Best practices for transitioning VM clusters to KubeVirt 1.0

By Ambassador post by Zou Nengren September 22, 2023

Ambassador post by Zou Nengren

The KubeVirt community is thrilled to announce the highly-anticipated release of KubeVirt v1.0! This momentous release signifies the remarkable achievements and widespread adoption within the community, marking a significant milestone for all stakeholders involved. This project became part of CNCF as a sandbox project in September 2019 and attained incubation status in April 2022. KubeVirt has evolved into a production-ready virtual machine management project that seamlessly operates as a native Kubernetes API. We have also chosen KubeVirt as our ultimate solution for virtual machine orchestration. Currently, we are utilizing AlmaLinux as the virtualization foundation and cgroup v2 as the resource isolation mechanism. Throughout the process of implementing KubeVirt, we encountered certain challenges. Therefore, we aim to share some of the practical experiences and insights we’ve gained from working with KubeVirt in this article.

Why KubeVirt?

While OpenStack has seen widespread adoption, its architecture is relatively complex. By utilizing KubeVirt, virtual machine management is streamlined, offering an improved integration experience. With KubeVirt’s inclusion in the CNCF sandbox project and its integration with the CNCF ecosystem, Kubernetes API has been extended with custom resource definitions (CRDs) to enable native VM operation within Kubernetes.
-------
● **Work instructions**
[A] Copy word for word the part of the KubeVirt post between "While OpenStack has" and "operation within Kubernetes.", inclusive.
[B] Decide whether each statement agrees with the KubeVirt post, answering yes or no and quoting the words of the post that decide it: (i) KubeVirt reached incubation status in April 2022. (ii) The team uses Ubuntu as its virtualization foundation. (iii) The post calls OpenStack's architecture simple.
The listing that comes next is from a separate source.

● **Dataset extract**
-------
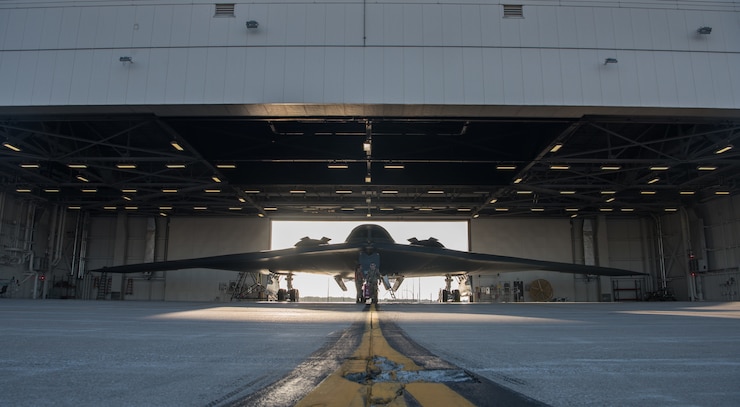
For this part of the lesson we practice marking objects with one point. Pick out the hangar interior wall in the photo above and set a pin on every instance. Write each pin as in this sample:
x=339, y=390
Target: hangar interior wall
-------
● **Per-task answers**
[A]
While OpenStack has seen widespread adoption, its architecture is relatively complex. By utilizing KubeVirt, virtual machine management is streamlined, offering an improved integration experience. With KubeVirt’s inclusion in the CNCF sandbox project and its integration with the CNCF ecosystem, Kubernetes API has been extended with custom resource definitions (CRDs) to enable native VM operation within Kubernetes.

[B]
(i) Yes: "attained incubation status in April 2022"
(ii) No: "we are utilizing AlmaLinux as the virtualization foundation"
(iii) No: "its architecture is relatively complex"